### DATASET EXTRACT
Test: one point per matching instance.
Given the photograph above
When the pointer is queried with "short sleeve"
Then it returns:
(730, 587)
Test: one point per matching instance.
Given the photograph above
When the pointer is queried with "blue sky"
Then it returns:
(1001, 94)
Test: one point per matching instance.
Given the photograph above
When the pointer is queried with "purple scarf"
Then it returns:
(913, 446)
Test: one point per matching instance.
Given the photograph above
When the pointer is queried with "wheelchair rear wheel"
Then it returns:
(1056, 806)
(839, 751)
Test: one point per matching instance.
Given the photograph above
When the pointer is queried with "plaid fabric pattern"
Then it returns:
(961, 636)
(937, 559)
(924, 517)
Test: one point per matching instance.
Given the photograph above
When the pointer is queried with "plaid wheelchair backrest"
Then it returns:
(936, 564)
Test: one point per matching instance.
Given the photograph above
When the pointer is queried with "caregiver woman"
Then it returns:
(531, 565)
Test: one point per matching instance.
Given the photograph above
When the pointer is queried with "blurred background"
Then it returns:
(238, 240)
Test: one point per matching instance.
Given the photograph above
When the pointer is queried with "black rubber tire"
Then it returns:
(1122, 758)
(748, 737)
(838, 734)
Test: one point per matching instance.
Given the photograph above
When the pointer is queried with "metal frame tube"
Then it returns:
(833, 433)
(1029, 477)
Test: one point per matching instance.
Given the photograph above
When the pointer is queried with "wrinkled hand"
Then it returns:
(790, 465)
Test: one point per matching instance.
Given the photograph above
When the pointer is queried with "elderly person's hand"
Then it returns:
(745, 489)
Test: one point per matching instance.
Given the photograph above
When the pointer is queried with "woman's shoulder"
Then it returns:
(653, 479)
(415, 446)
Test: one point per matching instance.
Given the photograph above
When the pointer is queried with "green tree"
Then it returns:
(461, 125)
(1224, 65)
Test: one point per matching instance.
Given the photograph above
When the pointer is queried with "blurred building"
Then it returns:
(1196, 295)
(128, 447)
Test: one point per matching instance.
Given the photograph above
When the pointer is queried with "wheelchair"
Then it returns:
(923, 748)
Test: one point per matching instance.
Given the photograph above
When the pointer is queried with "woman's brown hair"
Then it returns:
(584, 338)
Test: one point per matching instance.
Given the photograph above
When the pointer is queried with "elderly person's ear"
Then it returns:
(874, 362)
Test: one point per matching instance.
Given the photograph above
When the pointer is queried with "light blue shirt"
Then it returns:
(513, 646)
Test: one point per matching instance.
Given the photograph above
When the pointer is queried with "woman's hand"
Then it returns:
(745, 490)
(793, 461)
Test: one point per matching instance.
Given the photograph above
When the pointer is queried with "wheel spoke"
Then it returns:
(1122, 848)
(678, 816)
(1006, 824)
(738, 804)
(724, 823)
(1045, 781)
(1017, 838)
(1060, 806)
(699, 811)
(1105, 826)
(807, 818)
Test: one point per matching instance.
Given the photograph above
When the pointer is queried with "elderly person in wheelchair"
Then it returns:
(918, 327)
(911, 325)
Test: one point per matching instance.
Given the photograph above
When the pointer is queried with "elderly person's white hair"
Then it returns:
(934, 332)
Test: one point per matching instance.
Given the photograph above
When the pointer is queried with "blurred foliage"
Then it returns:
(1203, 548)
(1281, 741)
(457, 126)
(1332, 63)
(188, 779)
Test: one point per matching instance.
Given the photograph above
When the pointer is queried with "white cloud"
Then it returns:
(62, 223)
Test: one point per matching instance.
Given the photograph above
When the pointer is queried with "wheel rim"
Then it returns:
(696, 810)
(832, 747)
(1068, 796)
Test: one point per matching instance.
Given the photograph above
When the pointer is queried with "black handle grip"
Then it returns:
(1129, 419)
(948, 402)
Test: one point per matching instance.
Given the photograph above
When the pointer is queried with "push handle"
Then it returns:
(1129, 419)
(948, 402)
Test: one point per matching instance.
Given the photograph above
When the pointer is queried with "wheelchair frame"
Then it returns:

### BRIEF
Write the entire listing out again, word for word.

### FULL SOLUTION
Test: one point per matching instance.
Given the photograph above
When the pointer is queried with "short sleeve"
Then it returns:
(730, 587)
Test: one point per matching instance.
Given the photograph above
When the pointer is queried with "blue sky"
Then it returns:
(1001, 94)
Test: one point per matching instance.
Given the photograph above
When the pointer is queried with "purple scarf"
Then it returns:
(913, 446)
Test: one point per matching instance.
Given the photograph above
When the pointer is queried with "wheelchair rear wheel"
Then it returns:
(1056, 806)
(839, 751)
Test: one point per matching instance.
Given the photograph above
When the pointer is queried with "plaid fabric pattern"
Then it returns:
(961, 636)
(937, 559)
(924, 517)
Test: one point per matching instance.
Given the photograph above
When the pointer is queried with "plaid wheelchair backrest"
Then it returns:
(936, 564)
Test: one point per matching instance.
Given the photograph above
When the pointer is queried with "caregiver woman"
Then it returns:
(531, 565)
Test: one point per matching instance.
Given the photograph above
When the pointer is queried with "blurred background"
Then it returns:
(238, 240)
Test: one point per matching instance.
Given the photograph above
When the pointer is queried with "black rubber tire"
Then it returns:
(1122, 758)
(748, 737)
(838, 734)
Test: one point per matching instance.
Given the photograph above
When the pointer is queried with "metal frame tube"
Then it returns:
(833, 433)
(1029, 477)
Test: one point per matching instance.
Given the photograph above
When the pointer is queried with "wrinkled hand"
Then it returns:
(790, 465)
Test: one point per matching instance.
Given the photograph above
When the pointer is queried with "elderly person's hand"
Then it returns:
(745, 489)
Test: one point per matching instance.
Given the photograph above
When the pointer is queried with "woman's shoulder"
Then it returns:
(653, 479)
(415, 446)
Test: one point per matching instance.
Given the photograph above
When the pointer is queried with "green tree"
Then it returns:
(461, 125)
(1224, 65)
Test: one point per matching instance.
Given the photograph above
When the pointer is queried with "blurred building"
Then it returns:
(1196, 295)
(128, 447)
Test: one point per matching instance.
Given the photograph above
When the pointer is queried with "wheelchair"
Then it returns:
(923, 748)
Test: one point per matching instance.
Given the photograph above
When the pointer is queried with "woman's brown hair"
Then it returns:
(584, 338)
Test: one point per matching instance.
Given the photograph above
When the pointer is queried with "elderly person's ear"
Then it returns:
(874, 362)
Test: one point per matching instance.
Given the photograph above
When the pointer is queried with "light blue shirt"
Then it returns:
(513, 646)
Test: one point per matching instance.
Given the photograph above
When the pointer is queried with "woman's hand"
Then it returns:
(745, 490)
(793, 461)
Test: one point per matching instance.
Given the photograph above
When the pointer is queried with "wheel spoke"
Then it returns:
(1122, 848)
(678, 816)
(1006, 824)
(738, 804)
(724, 823)
(1045, 781)
(1017, 838)
(1060, 806)
(699, 811)
(1105, 826)
(807, 818)
Test: one point per matching instance.
Given the photograph above
When the pointer is queried with "elderly person in wheelchair"
Then it returns:
(918, 327)
(911, 325)
Test: one point per matching instance.
Given the photograph above
When the pointer is queried with "elderly person's white hair"
Then it returns:
(934, 332)
Test: one point per matching instance.
Given the photograph above
When the pointer is queried with "blurred foliage"
Then it returns:
(1203, 548)
(1281, 741)
(457, 126)
(1332, 63)
(188, 779)
Test: one point per matching instance.
Given the photograph above
When the pointer is queried with "white cloud"
Then it returns:
(62, 223)
Test: one point per matching instance.
Given the photograph above
When the pointer is queried with "wheel rim"
Then it returns:
(696, 810)
(832, 747)
(1068, 796)
Test: one point per matching instance.
Given the photograph above
When the pointer is queried with "black handle grip"
Then it returns:
(1129, 419)
(948, 402)
Test: one point per matching instance.
Given the photograph above
When the pointer is queried with "push handle"
Then it returns:
(1129, 419)
(948, 402)
Test: one point per matching instance.
Given the photograph above
When the pointer is queried with "wheelchair frame"
Then it returns:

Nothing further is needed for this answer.